**Supplied data**.
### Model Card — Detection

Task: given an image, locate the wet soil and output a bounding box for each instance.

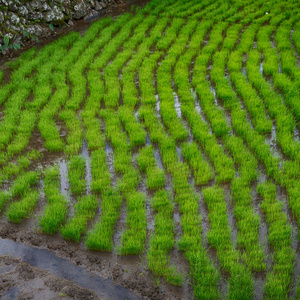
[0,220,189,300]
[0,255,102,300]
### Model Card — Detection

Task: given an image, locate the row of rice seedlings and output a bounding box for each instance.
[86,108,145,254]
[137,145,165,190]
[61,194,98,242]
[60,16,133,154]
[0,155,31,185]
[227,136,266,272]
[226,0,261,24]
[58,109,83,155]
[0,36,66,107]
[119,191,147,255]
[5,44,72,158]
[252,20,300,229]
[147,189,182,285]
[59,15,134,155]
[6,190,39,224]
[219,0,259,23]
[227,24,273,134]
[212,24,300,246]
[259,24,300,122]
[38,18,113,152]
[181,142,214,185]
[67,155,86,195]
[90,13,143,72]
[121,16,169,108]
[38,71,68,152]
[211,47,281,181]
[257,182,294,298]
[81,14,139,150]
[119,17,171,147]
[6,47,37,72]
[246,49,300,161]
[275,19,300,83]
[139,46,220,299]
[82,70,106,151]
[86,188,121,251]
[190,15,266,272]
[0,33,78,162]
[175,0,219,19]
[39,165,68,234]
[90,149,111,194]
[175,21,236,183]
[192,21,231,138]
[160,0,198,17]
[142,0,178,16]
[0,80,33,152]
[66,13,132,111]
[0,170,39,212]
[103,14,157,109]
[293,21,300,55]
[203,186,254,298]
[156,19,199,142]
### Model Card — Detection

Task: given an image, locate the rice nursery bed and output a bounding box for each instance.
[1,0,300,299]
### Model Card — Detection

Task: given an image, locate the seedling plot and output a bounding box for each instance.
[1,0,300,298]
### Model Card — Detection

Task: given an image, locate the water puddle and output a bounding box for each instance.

**Problem statement**.
All the data above is to be transcribed exactly, with no pictures included.

**Solution to this exercise**.
### Model Card — Detection

Task: given an image, locate the wet soil and output a bounding box for each instance.

[0,220,189,300]
[0,255,102,300]
### Model Card — Detection

Task: given an image, locate the row of rice seedlings and output a bounding box for each instance.
[86,108,145,254]
[137,145,165,190]
[61,194,98,242]
[60,16,133,154]
[0,155,31,185]
[227,136,266,272]
[226,0,261,24]
[58,109,83,155]
[0,36,66,107]
[119,191,147,255]
[5,44,72,158]
[252,20,300,229]
[147,189,182,285]
[59,15,134,155]
[6,190,39,224]
[219,0,259,23]
[227,24,273,134]
[212,24,300,246]
[259,24,300,122]
[38,18,113,152]
[181,142,214,185]
[67,155,86,195]
[90,13,143,72]
[121,16,169,108]
[38,71,68,152]
[211,47,281,181]
[257,182,294,298]
[81,14,139,150]
[119,17,171,147]
[6,47,37,72]
[246,49,300,161]
[275,19,300,83]
[139,46,220,299]
[82,70,106,151]
[86,188,121,251]
[190,15,266,272]
[0,33,78,162]
[175,0,219,19]
[39,165,68,234]
[90,149,111,194]
[175,21,236,183]
[192,21,231,138]
[160,0,198,17]
[142,0,178,16]
[0,80,33,152]
[66,13,132,111]
[0,170,39,212]
[103,14,157,109]
[293,21,300,55]
[203,186,254,298]
[156,19,199,142]
### Model Card — Detection

Task: given an image, locate the rice nursery bed and output a bounding box for each instance.
[1,0,300,299]
### Model Card — Detection

Task: given an image, locate the seedling plot and output a bounding box for each instance.
[1,0,300,298]
### Model Card — Detection

Task: given an image, locate the water puddle and output a bounding box for each instance.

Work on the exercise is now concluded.